Data items
________________________
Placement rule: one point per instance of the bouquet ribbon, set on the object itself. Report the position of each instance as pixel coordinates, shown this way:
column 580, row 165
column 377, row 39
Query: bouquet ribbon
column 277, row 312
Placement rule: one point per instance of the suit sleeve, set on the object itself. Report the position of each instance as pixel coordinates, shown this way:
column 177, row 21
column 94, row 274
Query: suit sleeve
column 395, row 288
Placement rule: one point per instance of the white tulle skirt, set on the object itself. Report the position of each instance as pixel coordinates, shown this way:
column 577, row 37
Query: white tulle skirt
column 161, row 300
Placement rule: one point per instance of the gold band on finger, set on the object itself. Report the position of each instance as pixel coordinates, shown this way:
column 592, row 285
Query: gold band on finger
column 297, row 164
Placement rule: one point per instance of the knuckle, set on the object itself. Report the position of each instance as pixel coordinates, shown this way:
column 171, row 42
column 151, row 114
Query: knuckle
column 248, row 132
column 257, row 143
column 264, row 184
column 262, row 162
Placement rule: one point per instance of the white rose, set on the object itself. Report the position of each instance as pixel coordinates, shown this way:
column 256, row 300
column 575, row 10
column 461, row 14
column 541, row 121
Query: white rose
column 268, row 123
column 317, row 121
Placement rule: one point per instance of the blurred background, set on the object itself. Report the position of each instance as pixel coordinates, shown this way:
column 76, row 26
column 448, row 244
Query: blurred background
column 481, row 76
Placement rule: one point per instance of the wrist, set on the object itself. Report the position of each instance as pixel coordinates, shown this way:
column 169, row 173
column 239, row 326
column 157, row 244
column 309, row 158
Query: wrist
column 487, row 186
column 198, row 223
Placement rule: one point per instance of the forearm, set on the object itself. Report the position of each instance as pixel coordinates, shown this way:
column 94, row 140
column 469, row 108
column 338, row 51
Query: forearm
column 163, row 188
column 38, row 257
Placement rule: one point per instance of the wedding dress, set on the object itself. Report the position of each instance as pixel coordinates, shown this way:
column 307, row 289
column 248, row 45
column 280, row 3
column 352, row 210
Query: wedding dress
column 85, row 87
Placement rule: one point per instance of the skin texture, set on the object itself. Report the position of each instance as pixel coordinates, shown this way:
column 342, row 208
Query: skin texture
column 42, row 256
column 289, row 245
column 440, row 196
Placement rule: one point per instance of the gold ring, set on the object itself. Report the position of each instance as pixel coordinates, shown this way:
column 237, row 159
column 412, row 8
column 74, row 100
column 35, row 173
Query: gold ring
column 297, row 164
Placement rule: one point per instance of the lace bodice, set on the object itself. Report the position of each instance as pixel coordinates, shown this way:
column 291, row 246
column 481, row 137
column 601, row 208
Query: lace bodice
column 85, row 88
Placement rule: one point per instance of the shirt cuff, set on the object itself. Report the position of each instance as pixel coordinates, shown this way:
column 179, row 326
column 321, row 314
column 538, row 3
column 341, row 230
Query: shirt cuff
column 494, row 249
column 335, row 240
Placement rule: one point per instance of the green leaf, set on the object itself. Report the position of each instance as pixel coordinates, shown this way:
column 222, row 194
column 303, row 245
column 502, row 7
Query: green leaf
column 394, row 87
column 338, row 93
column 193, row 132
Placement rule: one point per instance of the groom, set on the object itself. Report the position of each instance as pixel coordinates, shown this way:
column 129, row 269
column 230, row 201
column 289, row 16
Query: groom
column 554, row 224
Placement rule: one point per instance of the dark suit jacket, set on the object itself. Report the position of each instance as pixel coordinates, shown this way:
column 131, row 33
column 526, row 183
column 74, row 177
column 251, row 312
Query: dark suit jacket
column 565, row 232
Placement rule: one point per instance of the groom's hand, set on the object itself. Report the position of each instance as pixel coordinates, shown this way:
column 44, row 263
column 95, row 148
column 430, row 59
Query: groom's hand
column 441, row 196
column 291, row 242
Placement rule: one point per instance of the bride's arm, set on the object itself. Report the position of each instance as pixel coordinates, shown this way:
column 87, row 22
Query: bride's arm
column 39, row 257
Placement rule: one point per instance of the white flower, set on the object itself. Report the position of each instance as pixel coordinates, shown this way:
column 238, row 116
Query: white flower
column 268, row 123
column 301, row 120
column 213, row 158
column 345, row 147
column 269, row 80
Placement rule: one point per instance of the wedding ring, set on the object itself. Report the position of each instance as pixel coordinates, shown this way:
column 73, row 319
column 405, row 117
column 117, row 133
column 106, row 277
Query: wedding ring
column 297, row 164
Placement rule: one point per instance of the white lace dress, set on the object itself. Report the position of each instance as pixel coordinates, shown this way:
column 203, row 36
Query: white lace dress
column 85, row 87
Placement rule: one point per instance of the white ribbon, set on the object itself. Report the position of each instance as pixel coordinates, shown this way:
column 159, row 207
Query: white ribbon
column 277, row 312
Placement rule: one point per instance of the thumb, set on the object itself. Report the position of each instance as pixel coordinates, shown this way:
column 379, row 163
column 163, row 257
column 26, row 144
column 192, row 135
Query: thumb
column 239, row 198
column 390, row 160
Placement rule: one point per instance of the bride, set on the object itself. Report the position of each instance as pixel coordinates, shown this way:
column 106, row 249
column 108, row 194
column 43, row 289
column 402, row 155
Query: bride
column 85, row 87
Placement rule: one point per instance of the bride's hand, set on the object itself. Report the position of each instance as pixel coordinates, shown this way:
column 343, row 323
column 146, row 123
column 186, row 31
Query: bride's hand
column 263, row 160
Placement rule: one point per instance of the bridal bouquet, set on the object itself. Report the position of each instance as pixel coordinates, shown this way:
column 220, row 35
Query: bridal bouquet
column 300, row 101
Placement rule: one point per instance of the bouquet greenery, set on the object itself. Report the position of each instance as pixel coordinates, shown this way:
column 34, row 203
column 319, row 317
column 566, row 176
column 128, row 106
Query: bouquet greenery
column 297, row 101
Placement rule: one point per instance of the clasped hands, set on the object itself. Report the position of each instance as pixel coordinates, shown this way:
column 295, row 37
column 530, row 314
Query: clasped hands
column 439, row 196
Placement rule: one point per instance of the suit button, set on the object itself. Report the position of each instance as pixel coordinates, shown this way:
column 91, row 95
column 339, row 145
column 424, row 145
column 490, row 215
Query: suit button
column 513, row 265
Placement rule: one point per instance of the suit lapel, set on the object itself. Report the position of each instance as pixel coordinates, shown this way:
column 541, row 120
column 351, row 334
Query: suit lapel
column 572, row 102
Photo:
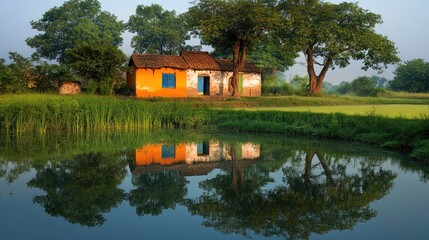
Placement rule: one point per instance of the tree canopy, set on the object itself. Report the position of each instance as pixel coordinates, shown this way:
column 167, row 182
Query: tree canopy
column 98, row 63
column 75, row 22
column 331, row 35
column 233, row 25
column 158, row 31
column 411, row 76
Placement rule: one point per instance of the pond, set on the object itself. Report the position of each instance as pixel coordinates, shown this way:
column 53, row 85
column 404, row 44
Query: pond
column 188, row 185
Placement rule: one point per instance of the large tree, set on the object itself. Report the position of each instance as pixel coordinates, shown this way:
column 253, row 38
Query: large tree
column 98, row 63
column 411, row 76
column 331, row 35
column 233, row 25
column 75, row 22
column 158, row 31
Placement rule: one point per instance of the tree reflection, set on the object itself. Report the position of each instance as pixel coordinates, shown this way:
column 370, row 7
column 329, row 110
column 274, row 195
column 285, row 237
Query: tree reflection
column 81, row 189
column 155, row 192
column 316, row 196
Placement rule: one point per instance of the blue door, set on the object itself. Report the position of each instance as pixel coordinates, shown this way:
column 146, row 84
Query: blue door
column 204, row 85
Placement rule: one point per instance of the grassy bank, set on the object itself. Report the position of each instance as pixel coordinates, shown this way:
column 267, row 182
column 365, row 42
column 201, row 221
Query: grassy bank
column 408, row 135
column 408, row 111
column 51, row 114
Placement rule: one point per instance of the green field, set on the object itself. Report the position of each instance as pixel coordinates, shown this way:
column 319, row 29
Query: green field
column 409, row 111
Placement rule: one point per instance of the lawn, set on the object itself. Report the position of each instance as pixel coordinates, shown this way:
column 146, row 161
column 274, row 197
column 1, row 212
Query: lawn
column 408, row 111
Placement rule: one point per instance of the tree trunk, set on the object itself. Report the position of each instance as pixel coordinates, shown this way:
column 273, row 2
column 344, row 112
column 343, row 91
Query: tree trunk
column 239, row 59
column 235, row 72
column 308, row 165
column 315, row 81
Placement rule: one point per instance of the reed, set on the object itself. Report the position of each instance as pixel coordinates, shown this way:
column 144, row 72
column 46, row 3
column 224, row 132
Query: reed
column 48, row 113
column 85, row 114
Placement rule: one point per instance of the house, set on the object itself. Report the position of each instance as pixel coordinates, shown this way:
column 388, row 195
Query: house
column 191, row 74
column 192, row 159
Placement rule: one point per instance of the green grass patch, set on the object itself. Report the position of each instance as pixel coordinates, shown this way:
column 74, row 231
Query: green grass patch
column 52, row 114
column 408, row 111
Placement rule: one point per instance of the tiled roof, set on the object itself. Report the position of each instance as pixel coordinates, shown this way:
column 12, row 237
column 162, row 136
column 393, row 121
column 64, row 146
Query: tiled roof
column 188, row 60
column 227, row 65
column 158, row 61
column 200, row 61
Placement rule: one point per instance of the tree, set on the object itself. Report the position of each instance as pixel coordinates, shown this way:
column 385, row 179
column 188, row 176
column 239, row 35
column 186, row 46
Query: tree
column 16, row 76
column 158, row 31
column 100, row 63
column 75, row 22
column 47, row 77
column 331, row 35
column 411, row 76
column 233, row 25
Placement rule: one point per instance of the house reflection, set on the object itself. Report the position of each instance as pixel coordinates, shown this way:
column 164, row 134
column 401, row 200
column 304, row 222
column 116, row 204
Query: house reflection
column 192, row 159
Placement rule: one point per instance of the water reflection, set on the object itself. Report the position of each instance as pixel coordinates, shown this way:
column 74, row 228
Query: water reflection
column 320, row 196
column 268, row 186
column 82, row 188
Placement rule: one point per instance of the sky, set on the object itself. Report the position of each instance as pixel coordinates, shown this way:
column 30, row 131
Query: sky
column 404, row 23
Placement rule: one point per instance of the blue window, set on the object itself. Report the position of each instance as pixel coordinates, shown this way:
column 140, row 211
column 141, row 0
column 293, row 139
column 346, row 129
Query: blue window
column 168, row 151
column 203, row 149
column 168, row 80
column 200, row 84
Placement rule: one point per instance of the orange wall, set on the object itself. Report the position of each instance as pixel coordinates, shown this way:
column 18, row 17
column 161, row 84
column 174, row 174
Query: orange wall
column 152, row 154
column 148, row 83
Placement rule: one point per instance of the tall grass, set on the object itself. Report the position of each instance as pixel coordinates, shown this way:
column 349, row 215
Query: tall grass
column 49, row 113
column 408, row 135
column 392, row 94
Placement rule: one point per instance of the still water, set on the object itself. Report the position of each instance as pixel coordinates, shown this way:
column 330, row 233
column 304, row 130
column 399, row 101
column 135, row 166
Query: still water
column 187, row 185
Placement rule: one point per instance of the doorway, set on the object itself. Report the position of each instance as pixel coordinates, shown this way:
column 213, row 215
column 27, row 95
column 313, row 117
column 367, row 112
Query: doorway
column 204, row 86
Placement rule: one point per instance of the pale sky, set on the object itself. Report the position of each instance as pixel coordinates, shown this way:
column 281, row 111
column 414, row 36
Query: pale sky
column 405, row 23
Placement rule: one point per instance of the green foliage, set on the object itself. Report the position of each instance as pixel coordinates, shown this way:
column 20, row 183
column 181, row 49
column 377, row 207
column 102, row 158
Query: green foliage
column 158, row 31
column 23, row 75
column 411, row 76
column 100, row 64
column 48, row 76
column 331, row 34
column 75, row 22
column 15, row 77
column 45, row 114
column 233, row 26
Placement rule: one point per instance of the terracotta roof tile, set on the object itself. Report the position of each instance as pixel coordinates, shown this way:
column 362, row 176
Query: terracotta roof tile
________________________
■ Stated problem
Copy every line of the entries above without any changes, starting at the line containing "Placement rule: one point per instance of the dark" and continuing down through the line containing "column 39, row 257", both included.

■ The solution
Placement rule: one point per instance of the dark suit jacket, set on the object itself. Report the position of each instance as pixel coordinates, shown this way:
column 131, row 33
column 526, row 183
column 74, row 177
column 251, row 312
Query: dark suit jacket
column 565, row 232
Placement rule: one point per instance of the groom's hand, set on the object itself. Report the position of each instance as pixel coordinates, shown this way:
column 44, row 263
column 95, row 148
column 430, row 59
Query: groom's hand
column 441, row 196
column 291, row 242
Placement rule: one point per instance of the bride's arm, set on the object itself. Report the position of each instance as pixel coordinates, shown this way:
column 87, row 22
Query: bride's arm
column 39, row 257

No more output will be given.